Copyright © by Dan Schneider, 6/24/07

 

  Roman Polanski is at his best as a filmmaker when he focuses on the realist and small moments of horror in a human life. When he goes a bit overboard, and into the grotesque or surreal, such as in The Fearless Vampire Killers, or: Pardon Me, But Your Teeth Are In My Neck, Rosemary’s Baby, or Chinatown, his films tend to lose their way, even if still good. When his focus remains tightly on the real, such as in Repulsion or The Pianist, his films are amongst the best on screen. His very first feature film, 1962’s Knife In The Water (Nóz W Wodzie), is more in line with the latter films, and as such, is one of the best debut films in cinema history, and was even a nominee for Best Foreign Language Film at the 1963 Academy Awards, where it lost to Federico Fellini’s .

Required tasks —
A. List every Roman Polanski film that the review names by title.
B. Write out the part of the review from "Roman Polanski is" to "Federico Fellini’s ." word for word.

Recorded information —
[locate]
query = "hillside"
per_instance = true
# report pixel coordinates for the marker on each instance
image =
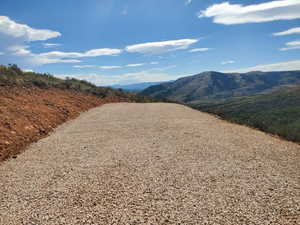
(277, 113)
(136, 87)
(210, 86)
(32, 105)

Solved problems —
A.
- The Fearless Vampire Killers, or: Pardon Me, But Your Teeth Are In My Neck
- Rosemary’s Baby
- Chinatown
- Repulsion
- The Pianist
- Knife In The Water (Nóz W Wodzie)

B.
Roman Polanski is at his best as a filmmaker when he focuses on the realist and small moments of horror in a human life. When he goes a bit overboard, and into the grotesque or surreal, such as in The Fearless Vampire Killers, or: Pardon Me, But Your Teeth Are In My Neck, Rosemary’s Baby, or Chinatown, his films tend to lose their way, even if still good. When his focus remains tightly on the real, such as in Repulsion or The Pianist, his films are amongst the best on screen. His very first feature film, 1962’s Knife In The Water (Nóz W Wodzie), is more in line with the latter films, and as such, is one of the best debut films in cinema history, and was even a nominee for Best Foreign Language Film at the 1963 Academy Awards, where it lost to Federico Fellini’s .